- WHAT THE TASK REQUIRES -
Would you repeat the data below exactly, taking out the images?

- PROVIDED ENTRIES -

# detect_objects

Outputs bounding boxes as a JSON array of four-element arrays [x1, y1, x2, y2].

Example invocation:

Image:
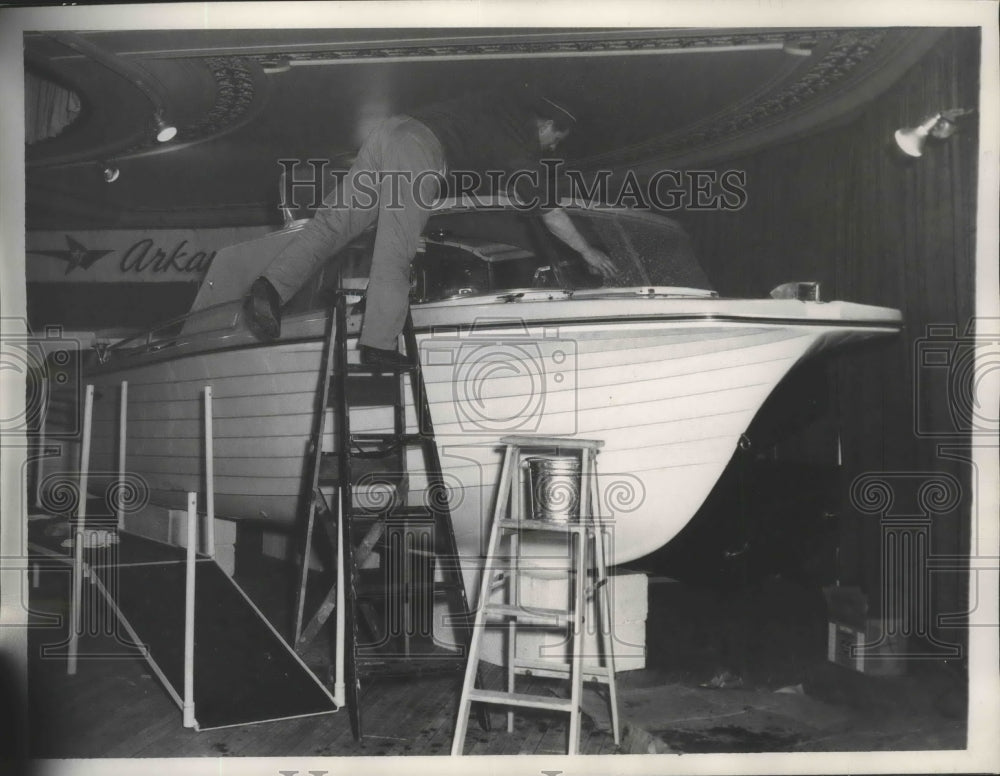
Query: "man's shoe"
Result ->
[[244, 277, 281, 340], [359, 345, 411, 368]]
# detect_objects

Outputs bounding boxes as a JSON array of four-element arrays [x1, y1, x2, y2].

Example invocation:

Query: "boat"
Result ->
[[74, 198, 902, 599]]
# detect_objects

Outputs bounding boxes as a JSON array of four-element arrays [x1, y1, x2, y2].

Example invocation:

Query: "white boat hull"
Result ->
[[420, 318, 834, 566], [82, 296, 900, 578]]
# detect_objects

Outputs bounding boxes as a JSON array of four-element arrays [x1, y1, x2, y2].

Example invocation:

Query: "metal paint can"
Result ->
[[524, 456, 581, 523]]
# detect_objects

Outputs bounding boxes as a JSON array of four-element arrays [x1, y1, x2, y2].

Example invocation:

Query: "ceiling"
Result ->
[[24, 26, 943, 230]]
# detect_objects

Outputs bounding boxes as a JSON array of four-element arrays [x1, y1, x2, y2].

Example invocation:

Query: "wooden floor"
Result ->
[[25, 519, 968, 760], [26, 545, 621, 758]]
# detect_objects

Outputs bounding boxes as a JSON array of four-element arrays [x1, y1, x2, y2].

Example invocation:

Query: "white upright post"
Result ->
[[203, 387, 216, 558], [183, 491, 197, 728], [67, 384, 94, 676], [333, 489, 346, 708], [117, 381, 128, 532]]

- WRITTEN SOLUTION -
# detect_objects

Outputs bounding boxes as a JSON array of four-element arrays [x1, y1, x2, y2].

Example invocation:

Image:
Query: "man's shoe"
Result ->
[[244, 277, 281, 340], [359, 345, 411, 368]]
# detect_objects

Outputs bounding boxes as a JSON array of four-element arrays [x1, y1, x2, y2].

Example invocation:

Query: "boat"
Result ->
[[74, 198, 902, 599]]
# detect_objects

Outputs bounding boxes as a JSON array of four-element arrays [x1, y1, x2, y2].

Example invocation:

Query: "white boat hull"
Result ->
[[420, 318, 834, 566], [82, 296, 900, 578]]
# detect_objects

Outputs bounding boxes as a JSON array of four-element arrays [x1, y1, x2, y2].

Example invocation:

Query: "metal paint can"
Result ->
[[524, 456, 581, 523]]
# detect_objects

Outputs bounding boxes as a JSON array of four-element arrays [x1, y1, x2, y2].

Example invocation:

Query: "ceiling"
Result ->
[[24, 26, 943, 230]]
# detect_objects

Outputs bounding boxes as a JSON array of four-element arrays [x1, y1, x2, y2].

Example invocation:

Query: "wooden floor"
Result ->
[[25, 519, 968, 760], [26, 545, 621, 758]]
# detect_objects

Outputs bounding boxes as a JSON array of four-element arrays [x1, y1, x2, y2].

Example invocation:

Query: "white upright post"
Result ->
[[203, 387, 216, 558], [183, 491, 197, 728], [67, 384, 94, 676], [333, 489, 346, 708], [117, 381, 128, 532]]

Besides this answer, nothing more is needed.